(Dataset entries)
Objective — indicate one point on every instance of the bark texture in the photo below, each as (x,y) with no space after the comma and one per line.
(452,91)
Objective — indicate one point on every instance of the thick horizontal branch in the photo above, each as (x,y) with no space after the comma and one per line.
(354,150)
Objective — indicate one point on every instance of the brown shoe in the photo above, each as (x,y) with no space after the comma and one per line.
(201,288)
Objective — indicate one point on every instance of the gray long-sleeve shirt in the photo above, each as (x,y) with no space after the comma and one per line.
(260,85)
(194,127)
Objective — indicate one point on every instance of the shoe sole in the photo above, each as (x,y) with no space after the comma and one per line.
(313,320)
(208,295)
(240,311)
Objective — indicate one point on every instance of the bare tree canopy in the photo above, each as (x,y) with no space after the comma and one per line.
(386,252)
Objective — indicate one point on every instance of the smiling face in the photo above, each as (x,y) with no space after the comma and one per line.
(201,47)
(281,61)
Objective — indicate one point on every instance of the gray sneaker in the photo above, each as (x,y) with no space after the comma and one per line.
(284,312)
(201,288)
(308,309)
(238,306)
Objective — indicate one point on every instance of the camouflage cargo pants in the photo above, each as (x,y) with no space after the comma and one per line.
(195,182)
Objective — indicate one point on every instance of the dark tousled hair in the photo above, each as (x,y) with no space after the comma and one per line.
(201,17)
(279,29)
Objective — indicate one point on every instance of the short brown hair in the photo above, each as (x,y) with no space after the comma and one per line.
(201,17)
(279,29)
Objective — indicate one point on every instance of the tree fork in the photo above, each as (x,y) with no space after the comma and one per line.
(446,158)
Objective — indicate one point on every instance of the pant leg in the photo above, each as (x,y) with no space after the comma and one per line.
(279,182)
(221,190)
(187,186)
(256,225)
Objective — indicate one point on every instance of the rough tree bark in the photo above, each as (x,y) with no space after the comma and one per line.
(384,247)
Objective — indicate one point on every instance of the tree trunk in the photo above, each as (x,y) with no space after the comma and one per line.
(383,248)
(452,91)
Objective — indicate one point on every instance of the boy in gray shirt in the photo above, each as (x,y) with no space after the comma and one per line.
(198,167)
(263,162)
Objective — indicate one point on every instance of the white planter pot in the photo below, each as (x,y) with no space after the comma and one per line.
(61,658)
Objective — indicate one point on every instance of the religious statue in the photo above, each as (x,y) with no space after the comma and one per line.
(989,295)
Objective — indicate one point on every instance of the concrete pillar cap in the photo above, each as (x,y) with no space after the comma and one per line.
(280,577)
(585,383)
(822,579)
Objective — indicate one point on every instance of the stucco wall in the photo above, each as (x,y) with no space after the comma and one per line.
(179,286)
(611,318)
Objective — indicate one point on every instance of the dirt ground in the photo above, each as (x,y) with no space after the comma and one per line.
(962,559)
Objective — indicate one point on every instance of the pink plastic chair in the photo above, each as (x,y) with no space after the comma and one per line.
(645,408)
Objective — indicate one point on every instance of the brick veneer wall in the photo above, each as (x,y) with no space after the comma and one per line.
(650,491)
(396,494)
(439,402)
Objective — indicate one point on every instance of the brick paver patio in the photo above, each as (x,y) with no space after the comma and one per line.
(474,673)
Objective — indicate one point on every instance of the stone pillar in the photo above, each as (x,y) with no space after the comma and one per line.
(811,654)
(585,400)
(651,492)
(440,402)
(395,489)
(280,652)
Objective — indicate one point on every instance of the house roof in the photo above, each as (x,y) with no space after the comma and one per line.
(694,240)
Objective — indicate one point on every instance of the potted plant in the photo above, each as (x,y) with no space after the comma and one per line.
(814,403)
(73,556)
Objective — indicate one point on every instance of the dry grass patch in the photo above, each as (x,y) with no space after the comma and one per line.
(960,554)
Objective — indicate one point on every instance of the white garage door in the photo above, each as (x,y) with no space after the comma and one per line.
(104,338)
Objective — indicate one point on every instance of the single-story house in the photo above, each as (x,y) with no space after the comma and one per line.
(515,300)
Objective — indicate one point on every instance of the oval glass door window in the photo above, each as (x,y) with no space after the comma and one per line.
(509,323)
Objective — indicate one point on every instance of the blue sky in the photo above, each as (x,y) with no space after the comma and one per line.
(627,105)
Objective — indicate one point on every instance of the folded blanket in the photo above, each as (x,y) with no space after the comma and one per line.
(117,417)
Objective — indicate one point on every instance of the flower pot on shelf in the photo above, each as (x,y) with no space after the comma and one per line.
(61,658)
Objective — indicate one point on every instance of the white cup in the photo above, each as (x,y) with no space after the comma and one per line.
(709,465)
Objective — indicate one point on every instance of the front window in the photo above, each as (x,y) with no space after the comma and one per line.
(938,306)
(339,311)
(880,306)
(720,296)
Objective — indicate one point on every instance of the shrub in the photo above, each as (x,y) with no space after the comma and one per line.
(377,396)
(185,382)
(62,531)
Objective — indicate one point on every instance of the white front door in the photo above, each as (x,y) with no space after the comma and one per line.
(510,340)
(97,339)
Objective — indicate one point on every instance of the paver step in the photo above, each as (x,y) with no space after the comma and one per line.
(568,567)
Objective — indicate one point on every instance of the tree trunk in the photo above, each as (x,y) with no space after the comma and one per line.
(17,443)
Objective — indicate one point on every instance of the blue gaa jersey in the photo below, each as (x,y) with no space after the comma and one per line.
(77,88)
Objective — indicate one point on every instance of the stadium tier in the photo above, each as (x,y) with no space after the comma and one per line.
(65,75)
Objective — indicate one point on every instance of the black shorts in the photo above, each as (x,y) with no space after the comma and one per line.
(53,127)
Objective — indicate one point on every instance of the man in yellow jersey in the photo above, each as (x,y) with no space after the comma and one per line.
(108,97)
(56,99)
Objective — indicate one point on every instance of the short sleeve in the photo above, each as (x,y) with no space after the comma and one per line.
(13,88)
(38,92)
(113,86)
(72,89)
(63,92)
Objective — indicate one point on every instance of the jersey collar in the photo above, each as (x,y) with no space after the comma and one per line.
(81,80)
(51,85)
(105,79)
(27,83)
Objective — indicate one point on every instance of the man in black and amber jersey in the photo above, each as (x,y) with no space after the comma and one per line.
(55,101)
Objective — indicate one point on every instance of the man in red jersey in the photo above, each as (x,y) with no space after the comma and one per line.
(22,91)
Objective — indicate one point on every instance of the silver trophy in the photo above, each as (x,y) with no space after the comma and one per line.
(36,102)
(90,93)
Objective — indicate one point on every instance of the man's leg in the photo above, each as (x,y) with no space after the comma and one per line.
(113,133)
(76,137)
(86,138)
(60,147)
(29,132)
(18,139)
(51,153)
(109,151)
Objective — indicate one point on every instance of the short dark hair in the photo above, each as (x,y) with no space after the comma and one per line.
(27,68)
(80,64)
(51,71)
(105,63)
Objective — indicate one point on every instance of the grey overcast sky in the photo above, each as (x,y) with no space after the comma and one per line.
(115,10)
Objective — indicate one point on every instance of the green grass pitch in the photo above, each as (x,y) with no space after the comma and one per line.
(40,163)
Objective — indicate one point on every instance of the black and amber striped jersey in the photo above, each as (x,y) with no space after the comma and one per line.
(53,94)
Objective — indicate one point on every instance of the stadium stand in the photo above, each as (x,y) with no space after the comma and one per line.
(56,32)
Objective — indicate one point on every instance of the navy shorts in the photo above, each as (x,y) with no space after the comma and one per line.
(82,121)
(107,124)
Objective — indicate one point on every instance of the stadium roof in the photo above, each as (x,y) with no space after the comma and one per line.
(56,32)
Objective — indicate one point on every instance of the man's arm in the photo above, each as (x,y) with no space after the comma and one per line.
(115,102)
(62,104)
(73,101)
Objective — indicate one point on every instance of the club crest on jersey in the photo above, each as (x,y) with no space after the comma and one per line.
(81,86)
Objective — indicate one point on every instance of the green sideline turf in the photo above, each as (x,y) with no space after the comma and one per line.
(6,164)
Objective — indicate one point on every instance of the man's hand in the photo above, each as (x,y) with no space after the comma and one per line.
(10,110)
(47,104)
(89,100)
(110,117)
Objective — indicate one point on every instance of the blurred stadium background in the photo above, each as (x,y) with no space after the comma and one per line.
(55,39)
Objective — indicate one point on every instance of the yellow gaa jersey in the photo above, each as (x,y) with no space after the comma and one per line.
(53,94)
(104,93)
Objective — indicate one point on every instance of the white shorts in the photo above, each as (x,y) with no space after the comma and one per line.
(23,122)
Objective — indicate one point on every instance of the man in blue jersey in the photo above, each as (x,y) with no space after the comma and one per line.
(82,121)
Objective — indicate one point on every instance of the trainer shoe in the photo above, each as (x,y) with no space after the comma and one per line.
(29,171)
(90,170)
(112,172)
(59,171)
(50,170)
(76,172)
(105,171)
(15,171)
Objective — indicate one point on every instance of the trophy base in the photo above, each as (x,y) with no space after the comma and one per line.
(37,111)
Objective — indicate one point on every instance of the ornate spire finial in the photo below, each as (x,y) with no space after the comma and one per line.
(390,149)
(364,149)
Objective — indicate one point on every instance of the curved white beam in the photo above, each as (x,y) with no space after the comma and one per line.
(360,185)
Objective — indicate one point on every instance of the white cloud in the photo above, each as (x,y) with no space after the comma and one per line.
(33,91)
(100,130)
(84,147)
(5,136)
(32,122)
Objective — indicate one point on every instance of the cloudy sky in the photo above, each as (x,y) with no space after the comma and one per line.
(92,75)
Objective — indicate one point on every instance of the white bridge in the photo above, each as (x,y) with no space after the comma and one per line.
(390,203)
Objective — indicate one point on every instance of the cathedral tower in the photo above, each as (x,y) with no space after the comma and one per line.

- **Task statement**
Exactly the lines from the one with "Objective — indicate one point on every instance of the yellow" through the final line of the entries are to be returned, both ends included.

- **Result of the task**
Objective — indicate one point on every instance of the yellow gaa jersey in the photo above, each as (x,y) with no space after the comma and one per line.
(53,94)
(104,93)
Objective — indicate one point on every instance of the white shorts in the photo above, each as (x,y) with no space after the comma and one per line.
(23,122)
Objective — indicate one point on every instance of the man in blue jersey in the photo above, each as (x,y) with no space after the comma and one per line.
(82,121)
Objective — indicate one point on every instance of the trainer shoe in the photo above, each as (x,y) with no space after the comma and one per line.
(29,171)
(90,170)
(112,172)
(59,171)
(50,170)
(76,172)
(105,171)
(15,171)
Objective — indicate one point on every instance of the trophy base in the photo above, each as (x,y) with no space after the comma and one per line.
(37,111)
Objective — indicate one point on every instance of the ornate spire finial in the photo below, each as (x,y) with no space after the comma and one per line.
(390,149)
(364,149)
Objective — indicate one point on every instance of the curved white beam in the photo above, each as (x,y) with no space after the comma and one per line.
(360,185)
Objective — indicate one point on every instance of the white cloud in the photo above, each as (x,y) with no space after the comma and one per line.
(33,91)
(100,130)
(84,147)
(5,136)
(32,122)
Objective — indicate one point on every instance of the cloudy sky in the photo above, each as (x,y) with no space after the comma and one per line.
(92,75)
Objective — indicate one point on every instance of the white bridge in the photo above, each as (x,y) with no space after the comma and one per line.
(390,203)
Objective — indicate one point on every instance of the cathedral tower in the photo above, each as (x,y) with no space after the comma and one per line.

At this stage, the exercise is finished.